BEGIN Supplied text
Krueger v. NoelAnnotate this Case
318 N.W.2d 220 (1982)
Otto W. KRUEGER, Appellant, v. Scott Allen NOEL and Fischer Investment Company, Appellees.
Supreme Court of Iowa.
April 21, 1982.
*221 William C. Fuerste and Douglas M. Henry of Fuerste, Carew, Coyle, Juergens & Sudmeier, Dubuque, for appellant.
Brendan T. Quann of O'Connor, Thomas, Hammer, Bertsch & Norby, Dubuque, for appellee Fischer Inv. Co.
Considered by REYNOLDSON, C. J., and UHLENHOPP, McCORMICK, ALLBEE, and McGIVERIN, JJ.
In this appeal we consider several jury instructions given in the trial of a personal injury action.
On July 15, 1977, Scott Allen Noel operated an Allis-Chalmers tractor southbound on Central Avenue in Dubuque, Iowa, in the course of his employment with defendant Fischer Investment Company (Fischer). The tractor tires contained a mixture of water and calcium chloride antifreeze, which was slippery in nature; the water in the tires improved traction and the antifreeze prevented freezing.
The left rear tractor tire burst, discharging the mixture onto the pavement at the intersection of Central Avenue and Tenth Street. Noel heard the tire explode and observed a trail of liquid being deposited upon the street. After the blowout he continued driving south on Central Avenue four blocks to Sixth Street, where he turned left and arrived at Fischer's garage.
Noel thought the liquid deposited on the roadway was water. He reported the incident to Fischer's foreman, Fred Timmerman, and then returned to his jobsite.
Timmerman knew that the tires were filled with water and antifreeze and that the mixture was slippery. No Fischer employee made any attempt to remove the substance from the pavement or to warn drivers using the street of the hazard.
Meanwhile plaintiff Otto Krueger drove his motorcycle to an auto supply store located at the intersection of Central Avenue and Ninth Street to purchase a part for his auto repair business. After leaving the store, Krueger mounted his motorcycle and entered the intersection of Central Avenue and Ninth Street with the intention of turning south on Central. Before he could complete the turn, however, the wheels of his motorcycle came into contact with the mixture deposited by Fischer's tractor, and the motorcycle overturned injuring Krueger's left forearm.
Krueger brought the present action for personal injuries against Noel and Fischer alleging that they were negligent in the following respects: (1) in depositing upon a highway a substance likely to injure a person or vehicle in violation of section 321.369, The Code 1979; (2) in failing to remove the substance immediately in violation of section 321.370, The Code; and (3) in failing to give warning of the existence and nature of such substance contrary to common law. At trial Krueger dropped Noel as a party and retained Fischer as the sole defendant.
At the close of evidence Krueger submitted requested jury instructions covering each specification of negligence. The district court, however, rejected the instructions and, over Krueger's objection, gave its own instructions to the jury. The jury found for Fischer. The trial court overruled Krueger's motion for a new trial which asserted that the court gave erroneous jury instructions.
END Supplied text
### Given request 1
Extract every line of the records that contains the word "roof".
BEGIN Provided records
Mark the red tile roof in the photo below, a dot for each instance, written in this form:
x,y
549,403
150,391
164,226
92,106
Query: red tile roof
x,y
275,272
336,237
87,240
END Provided records
### Given request 2
In the Krueger v. Noel opinion, what was mixed with water in the tractor tires?

### Complete response 1
Mark the red tile roof in the photo below, a dot for each instance, written in this form:
Query: red tile roof

### Complete response 2
Calcium chloride antifreeze.